▸ Task directions: State how many lines in the entries below contain the string "railway", treating uppercase and lowercase letters as different, and give only the number.

▸ Data for processing:
--

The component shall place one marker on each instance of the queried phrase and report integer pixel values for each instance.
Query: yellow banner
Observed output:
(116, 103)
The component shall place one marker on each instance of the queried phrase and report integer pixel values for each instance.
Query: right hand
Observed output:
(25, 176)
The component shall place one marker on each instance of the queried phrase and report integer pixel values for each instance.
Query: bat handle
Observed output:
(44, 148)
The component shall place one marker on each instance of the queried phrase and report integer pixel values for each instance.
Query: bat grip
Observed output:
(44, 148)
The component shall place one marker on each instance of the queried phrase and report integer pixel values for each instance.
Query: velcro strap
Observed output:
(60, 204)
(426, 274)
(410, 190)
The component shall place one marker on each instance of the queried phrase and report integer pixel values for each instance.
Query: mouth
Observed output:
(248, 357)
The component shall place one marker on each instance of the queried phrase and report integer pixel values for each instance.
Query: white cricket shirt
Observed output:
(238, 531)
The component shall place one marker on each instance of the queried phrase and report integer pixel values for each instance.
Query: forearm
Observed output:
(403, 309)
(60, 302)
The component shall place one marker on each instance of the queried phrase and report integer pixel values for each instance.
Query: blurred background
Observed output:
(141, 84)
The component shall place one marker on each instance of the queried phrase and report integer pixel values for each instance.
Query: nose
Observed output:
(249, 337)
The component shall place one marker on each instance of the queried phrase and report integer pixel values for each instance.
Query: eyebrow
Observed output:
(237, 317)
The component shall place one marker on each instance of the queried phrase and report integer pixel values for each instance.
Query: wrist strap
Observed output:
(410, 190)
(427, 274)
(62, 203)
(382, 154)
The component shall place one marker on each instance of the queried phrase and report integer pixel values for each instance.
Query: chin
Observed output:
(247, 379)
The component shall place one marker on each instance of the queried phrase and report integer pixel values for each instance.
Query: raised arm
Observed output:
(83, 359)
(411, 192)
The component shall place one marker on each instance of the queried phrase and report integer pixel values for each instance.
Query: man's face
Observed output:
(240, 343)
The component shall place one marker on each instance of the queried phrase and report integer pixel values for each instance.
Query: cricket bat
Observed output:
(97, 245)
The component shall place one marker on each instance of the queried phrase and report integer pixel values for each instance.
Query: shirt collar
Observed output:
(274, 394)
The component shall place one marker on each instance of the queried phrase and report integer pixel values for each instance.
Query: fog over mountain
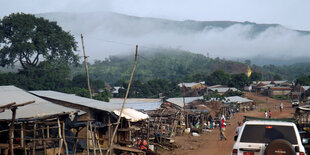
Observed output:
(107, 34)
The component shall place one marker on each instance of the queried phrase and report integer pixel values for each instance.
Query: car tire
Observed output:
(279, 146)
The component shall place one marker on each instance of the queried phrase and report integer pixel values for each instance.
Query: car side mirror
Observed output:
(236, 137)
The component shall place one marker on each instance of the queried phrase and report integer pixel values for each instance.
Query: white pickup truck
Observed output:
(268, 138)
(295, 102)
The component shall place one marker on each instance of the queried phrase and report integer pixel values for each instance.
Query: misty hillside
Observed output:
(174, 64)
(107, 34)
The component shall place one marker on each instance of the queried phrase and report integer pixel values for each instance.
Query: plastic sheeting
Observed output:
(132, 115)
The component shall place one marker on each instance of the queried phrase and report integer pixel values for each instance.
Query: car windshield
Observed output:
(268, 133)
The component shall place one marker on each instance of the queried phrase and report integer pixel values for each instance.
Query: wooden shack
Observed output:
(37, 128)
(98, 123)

--

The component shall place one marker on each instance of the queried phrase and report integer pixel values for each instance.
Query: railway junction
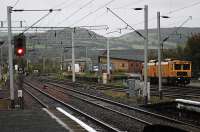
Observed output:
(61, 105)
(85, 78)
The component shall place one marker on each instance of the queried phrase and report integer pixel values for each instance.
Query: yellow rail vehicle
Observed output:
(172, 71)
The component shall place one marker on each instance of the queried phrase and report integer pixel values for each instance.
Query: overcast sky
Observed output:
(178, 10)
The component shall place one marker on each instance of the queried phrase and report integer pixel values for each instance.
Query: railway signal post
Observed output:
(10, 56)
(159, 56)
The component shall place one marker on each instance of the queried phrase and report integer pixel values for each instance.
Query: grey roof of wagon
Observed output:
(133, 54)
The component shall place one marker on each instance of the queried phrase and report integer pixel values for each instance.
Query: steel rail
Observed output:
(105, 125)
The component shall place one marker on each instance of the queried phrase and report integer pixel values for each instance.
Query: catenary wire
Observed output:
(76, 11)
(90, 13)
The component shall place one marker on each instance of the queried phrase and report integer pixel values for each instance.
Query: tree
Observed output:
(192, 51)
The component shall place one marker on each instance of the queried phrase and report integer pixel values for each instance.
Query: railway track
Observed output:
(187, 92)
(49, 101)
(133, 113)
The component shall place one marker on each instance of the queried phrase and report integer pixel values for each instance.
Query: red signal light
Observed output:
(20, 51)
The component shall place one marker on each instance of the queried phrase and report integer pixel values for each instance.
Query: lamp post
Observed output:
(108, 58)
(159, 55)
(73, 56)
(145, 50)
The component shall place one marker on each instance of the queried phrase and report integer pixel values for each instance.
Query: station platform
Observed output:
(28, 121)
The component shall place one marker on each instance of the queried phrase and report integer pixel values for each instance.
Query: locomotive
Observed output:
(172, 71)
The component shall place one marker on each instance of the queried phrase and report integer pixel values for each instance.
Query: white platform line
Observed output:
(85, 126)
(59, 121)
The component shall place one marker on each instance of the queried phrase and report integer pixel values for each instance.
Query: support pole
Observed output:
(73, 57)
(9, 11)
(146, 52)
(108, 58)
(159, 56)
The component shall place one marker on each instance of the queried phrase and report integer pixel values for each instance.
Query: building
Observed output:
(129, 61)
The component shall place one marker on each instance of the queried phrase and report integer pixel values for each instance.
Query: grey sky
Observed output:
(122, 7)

--

▸ Answer for this exercise: 3